* _Página_
☆ ☆ ☆ ☆
Durante décadas, el período de la ocupación haitiana de Santo Domingo (1822–1844) ha sido secuestrado por una narrativa forjada en los laboratorios de la ideología, y sostenida por historiadores que, desentendiéndose de las fuentes, elevaron a categoría de redención lo que no fue más que  expropiación , dominación y suplantación. Se ha pretendido ver en el régimen de Jean-Pierre Boyer un proyecto de justicia agraria, de liberación social o de utopía unificadora. Mas lo cierto es que, lejos de realizar una revolución, Boyer impuso un orden militar autoritario, extranjerizante y empobrecedor.

Esta mitología ha sido sacudida por el libro Historia social de  La dominación haitiana (1822–1844), de Olivier Batista Lemaire, publicado bajo los auspicios de la Academia Dominicana de la Historia y el Archivo General de la Nación. Escrito con la temeridad de quien  ha removido  un  edificio de  falsedades y  ha devuelto a la luz los testimonios enterrados por la indiferencia o el cálculo político.

El libro , prologado por el presidente de la Academia Dominicana de la Historia, don Juan Daniel Balcácer, el cuidado de la edición  estuvo a cargo del académico y pasado presidente don José Chez Checo, contó , parejamente, con el visto bueno y el padrinazgo de don Roberto Cassá, director general del Archivo y quien había adelantado  ensayos preliminares de la obra en El Boletín del Archivo  y fue presentado al público por don Frank Moya Pons, insigne historiador y ex presidente de la Academia, con semejante albricias, sobra cualquier encomio.

La pregunta esencial a la que tenemos que responder es la siguiente:

¿Puede considerarse revolucionario y liberador un régimen que, como el instaurado por Boyer en 1822, suprimió la lengua y cultura dominicanas, expropió bienes sin garantías, desterró a familias enteras por razones raciales,  desmanteló el orden jurídico heredado y redujo a una parte de la población a la servidumbre bajo leyes ajenas y autoridades extranjeras?

Donde hubo centralismo militar, se ha hablado de unidad nacional; donde se ejecutaron expropiaciones forzadas, se ha invocado justicia social; donde imperó el caporalismo, un sistema de control agrícola cuartelario —que reducía al campesino a la condición de peón forzado bajo vigilancia armada—, se ha querido ver la liberación del pueblo dominicano.
☆ ☆ ☆ ☆
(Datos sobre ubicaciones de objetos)
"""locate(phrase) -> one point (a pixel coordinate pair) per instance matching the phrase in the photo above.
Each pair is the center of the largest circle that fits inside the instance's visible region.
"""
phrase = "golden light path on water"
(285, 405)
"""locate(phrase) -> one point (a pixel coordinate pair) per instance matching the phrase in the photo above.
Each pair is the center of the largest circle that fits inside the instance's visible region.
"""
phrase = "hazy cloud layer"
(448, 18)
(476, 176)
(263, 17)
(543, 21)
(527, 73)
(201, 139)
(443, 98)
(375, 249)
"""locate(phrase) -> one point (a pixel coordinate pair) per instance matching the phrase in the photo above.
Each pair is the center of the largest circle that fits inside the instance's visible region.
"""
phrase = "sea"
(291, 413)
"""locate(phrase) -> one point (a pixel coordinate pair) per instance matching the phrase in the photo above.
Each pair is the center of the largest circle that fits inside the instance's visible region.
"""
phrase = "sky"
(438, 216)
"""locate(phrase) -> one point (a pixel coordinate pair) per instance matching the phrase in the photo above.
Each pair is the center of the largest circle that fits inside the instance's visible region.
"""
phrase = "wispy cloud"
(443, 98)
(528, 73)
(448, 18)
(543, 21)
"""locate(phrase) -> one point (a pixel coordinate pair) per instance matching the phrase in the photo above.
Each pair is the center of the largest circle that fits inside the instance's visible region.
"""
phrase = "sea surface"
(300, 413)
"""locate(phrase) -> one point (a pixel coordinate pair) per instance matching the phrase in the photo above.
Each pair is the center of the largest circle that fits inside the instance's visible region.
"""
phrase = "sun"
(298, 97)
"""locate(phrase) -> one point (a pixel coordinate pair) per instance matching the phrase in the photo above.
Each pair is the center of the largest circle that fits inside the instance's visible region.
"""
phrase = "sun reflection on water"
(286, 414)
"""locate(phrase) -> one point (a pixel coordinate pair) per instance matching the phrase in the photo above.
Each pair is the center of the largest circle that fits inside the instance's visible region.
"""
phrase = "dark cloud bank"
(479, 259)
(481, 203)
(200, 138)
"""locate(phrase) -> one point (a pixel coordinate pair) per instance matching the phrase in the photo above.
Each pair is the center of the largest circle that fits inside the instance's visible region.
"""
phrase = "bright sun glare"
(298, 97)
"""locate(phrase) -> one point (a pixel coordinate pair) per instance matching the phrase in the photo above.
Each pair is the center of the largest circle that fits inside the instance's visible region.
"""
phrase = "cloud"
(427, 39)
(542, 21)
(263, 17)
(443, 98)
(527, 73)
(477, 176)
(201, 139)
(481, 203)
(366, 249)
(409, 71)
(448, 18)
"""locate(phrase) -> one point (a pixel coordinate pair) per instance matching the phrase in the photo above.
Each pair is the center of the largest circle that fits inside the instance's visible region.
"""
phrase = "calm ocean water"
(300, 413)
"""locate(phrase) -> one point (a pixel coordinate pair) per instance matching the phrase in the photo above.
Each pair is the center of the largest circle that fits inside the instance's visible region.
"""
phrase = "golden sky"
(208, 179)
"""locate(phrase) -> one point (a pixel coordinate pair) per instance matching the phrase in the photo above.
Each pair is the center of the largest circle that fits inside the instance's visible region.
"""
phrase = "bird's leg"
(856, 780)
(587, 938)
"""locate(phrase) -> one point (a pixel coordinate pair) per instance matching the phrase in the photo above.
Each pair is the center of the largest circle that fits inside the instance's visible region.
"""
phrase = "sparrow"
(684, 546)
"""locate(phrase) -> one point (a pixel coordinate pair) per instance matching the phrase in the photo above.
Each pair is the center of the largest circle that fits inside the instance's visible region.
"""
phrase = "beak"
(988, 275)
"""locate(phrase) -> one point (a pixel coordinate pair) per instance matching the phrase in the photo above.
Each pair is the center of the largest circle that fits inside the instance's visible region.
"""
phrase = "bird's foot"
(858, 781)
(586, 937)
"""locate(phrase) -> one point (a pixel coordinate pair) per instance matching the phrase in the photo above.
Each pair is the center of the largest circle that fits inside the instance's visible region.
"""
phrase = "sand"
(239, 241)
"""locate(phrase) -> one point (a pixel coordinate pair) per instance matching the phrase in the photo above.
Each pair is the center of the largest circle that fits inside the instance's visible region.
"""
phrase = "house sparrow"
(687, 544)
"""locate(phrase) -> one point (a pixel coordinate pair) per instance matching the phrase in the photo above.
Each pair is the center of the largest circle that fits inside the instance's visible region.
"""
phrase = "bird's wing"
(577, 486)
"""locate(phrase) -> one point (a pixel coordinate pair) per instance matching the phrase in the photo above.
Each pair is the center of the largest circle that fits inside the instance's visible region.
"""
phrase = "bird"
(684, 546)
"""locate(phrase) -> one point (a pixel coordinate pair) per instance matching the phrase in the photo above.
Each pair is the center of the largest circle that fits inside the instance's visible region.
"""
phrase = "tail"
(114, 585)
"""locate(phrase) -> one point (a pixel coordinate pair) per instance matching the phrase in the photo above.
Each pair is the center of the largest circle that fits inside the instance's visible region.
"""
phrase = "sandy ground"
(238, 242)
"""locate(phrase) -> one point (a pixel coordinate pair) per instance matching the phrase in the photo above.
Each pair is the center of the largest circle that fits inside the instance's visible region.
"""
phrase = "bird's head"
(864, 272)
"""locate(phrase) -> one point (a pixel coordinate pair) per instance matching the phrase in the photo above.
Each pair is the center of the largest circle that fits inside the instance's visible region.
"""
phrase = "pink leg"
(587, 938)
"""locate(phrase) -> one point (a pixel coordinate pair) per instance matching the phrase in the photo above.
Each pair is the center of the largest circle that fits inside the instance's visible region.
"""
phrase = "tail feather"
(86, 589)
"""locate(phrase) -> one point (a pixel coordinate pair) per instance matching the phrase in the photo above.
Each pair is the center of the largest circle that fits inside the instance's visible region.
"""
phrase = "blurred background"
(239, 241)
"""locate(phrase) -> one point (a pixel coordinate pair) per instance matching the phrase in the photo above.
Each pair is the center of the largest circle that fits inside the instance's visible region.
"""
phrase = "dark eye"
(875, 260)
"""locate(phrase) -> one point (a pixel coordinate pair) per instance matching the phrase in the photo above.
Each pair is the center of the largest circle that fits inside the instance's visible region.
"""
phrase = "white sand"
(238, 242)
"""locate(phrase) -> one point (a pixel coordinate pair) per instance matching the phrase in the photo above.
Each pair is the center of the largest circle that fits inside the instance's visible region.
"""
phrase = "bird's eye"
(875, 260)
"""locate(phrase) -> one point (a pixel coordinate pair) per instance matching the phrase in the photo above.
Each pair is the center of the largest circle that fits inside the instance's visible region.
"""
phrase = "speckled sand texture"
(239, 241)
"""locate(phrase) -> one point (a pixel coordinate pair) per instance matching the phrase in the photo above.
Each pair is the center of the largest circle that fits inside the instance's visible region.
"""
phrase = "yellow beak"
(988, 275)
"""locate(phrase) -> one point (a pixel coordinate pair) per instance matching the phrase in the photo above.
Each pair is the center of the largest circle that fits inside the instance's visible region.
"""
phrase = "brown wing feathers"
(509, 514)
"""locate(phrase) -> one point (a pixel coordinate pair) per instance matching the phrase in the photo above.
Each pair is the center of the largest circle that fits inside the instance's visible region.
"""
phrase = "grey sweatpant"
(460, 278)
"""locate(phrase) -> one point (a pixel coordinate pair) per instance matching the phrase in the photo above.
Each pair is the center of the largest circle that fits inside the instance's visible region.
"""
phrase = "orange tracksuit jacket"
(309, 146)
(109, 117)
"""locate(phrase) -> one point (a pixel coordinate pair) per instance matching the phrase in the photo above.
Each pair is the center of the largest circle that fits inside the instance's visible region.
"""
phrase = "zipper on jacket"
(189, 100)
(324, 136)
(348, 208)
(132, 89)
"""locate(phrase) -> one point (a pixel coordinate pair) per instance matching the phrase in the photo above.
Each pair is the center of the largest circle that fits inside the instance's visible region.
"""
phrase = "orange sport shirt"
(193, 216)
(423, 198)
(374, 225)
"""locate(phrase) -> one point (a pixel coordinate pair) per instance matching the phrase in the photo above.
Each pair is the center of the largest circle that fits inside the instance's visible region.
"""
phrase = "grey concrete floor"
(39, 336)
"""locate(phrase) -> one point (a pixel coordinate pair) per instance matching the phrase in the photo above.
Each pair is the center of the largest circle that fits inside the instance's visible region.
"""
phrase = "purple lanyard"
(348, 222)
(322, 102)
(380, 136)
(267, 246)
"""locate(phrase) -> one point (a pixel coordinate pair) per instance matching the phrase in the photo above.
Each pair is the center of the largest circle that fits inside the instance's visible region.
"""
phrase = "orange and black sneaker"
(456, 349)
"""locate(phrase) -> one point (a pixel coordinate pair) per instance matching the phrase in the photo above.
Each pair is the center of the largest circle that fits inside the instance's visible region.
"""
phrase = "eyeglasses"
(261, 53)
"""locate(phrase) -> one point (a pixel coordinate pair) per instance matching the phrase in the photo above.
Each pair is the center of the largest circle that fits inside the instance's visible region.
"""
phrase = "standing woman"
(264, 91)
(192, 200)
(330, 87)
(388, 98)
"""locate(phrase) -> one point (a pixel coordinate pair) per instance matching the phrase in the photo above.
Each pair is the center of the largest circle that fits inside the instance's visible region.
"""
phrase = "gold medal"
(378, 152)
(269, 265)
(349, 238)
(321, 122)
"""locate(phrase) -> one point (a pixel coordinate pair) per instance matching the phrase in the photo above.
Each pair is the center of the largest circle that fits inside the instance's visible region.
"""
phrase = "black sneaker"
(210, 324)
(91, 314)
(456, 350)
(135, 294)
☆ ☆ ☆ ☆
Según la página, ¿quién prologó el libro de Olivier Batista Lemaire sobre la dominación haitiana?

* _Respuesta escrita_
Don Juan Daniel Balcácer, presidente de la Academia Dominicana de la Historia.